→ **Source extract**:
====

Add to your claude_desktop_config.json:

macOS: ~/Library/Application Support/Claude/claude_desktop_config.json

{
  "mcpServers": {
    "forge": {
      "command": "npx",
      "args": ["-y", "@rightnow/forge - mcp - server"]
    }
  }
}

Windows: %APPDATA%\Claude\claude_desktop_config.json

{
  "mcpServers": {
    "forge": {
      "command": "cmd",
      "args": ["/c", "npx", "-y", "@rightnow/forge - mcp - server"]
    }
  }
}

VS Code / Copilot

Add to your .vscode/mcp.json (workspace) or user settings:

{
  "servers": {
    "forge": {
      "command": "npx",
      "args": ["-y", "@rightnow/forge - mcp - server"]
    }
  }
}

Windows: Use "command": "cmd" with "args": ["/c", "npx", "-y", "@rightnow/forge - mcp - server"]

Cursor

Add to your Cursor MCP settings (~/.cursor/mcp.json):

{
  "mcpServers": {
    "forge": {
      "command": "npx",
      "args": ["-y", "@rightnow/forge - mcp - server"]
    }
  }
}

Windows: Use "command": "cmd" with "args": ["/c", "npx", "-y", "@rightnow/forge - mcp - server"]

Windsurf

Add to your Windsurf MCP configuration:

{
  "mcpServers": {
    "forge": {
      "command": "npx",
      "args": ["-y", "@rightnow/forge - mcp - server"]
    }
  }
}

Windows: Use "command": "cmd" with "args": ["/c", "npx", "-y", "@rightnow/forge - mcp - server"]

OpenCode

Add to your opencode.json:

{
  "mcp": {
    "forge": {
      "command": "npx",
      "args": ["-y", "@rightnow/forge - mcp - server"]
    }
  }
}

💻 Tools

`forge_auth`

Authenticate with the Forge service. Opens your browser to sign in via the RightNow dashboard. Required before using any other tool.

Inputs:
- force (boolean, optional): Force re - authentication even if valid tokens exist.
Returns: Authentication status, email, plan type, and credit balance.

`forge_optimize`

Submit PyTorch code for GPU kernel optimization. 32 swarm agents generate optimized Triton or CUDA kernels, evaluate them on real datacenter GPUs, and return the best result with speedup metrics.

====

→ **Supplied records**:
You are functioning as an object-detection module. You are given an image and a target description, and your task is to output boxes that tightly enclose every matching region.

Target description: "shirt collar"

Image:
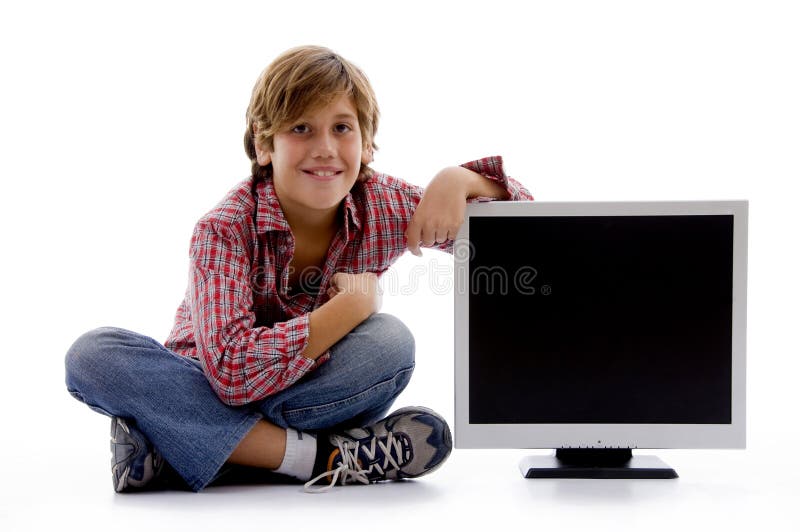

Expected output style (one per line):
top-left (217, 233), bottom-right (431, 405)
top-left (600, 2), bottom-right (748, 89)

top-left (255, 179), bottom-right (361, 235)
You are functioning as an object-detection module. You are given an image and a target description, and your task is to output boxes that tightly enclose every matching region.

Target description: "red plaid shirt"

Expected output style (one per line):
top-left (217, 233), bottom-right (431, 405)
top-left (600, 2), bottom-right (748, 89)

top-left (164, 157), bottom-right (533, 405)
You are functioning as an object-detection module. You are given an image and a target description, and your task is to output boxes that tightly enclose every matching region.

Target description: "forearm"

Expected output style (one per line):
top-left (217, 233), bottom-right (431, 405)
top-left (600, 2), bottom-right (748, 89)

top-left (434, 166), bottom-right (508, 200)
top-left (300, 294), bottom-right (372, 360)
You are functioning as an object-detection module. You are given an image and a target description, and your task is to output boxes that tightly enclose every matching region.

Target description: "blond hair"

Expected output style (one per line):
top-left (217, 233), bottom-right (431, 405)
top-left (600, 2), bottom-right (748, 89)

top-left (244, 46), bottom-right (380, 180)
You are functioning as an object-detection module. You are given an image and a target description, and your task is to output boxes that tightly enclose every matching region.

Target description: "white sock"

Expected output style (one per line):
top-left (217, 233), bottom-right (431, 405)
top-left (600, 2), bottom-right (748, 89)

top-left (275, 429), bottom-right (317, 482)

====

→ **Problem to work on**:
Retype the part of the Forge setup text starting at "Authenticate with the" and ending at "and credit balance.".

→ **Your response**:
Authenticate with the Forge service. Opens your browser to sign in via the RightNow dashboard. Required before using any other tool.

Inputs:
- force (boolean, optional): Force re - authentication even if valid tokens exist.
Returns: Authentication status, email, plan type, and credit balance.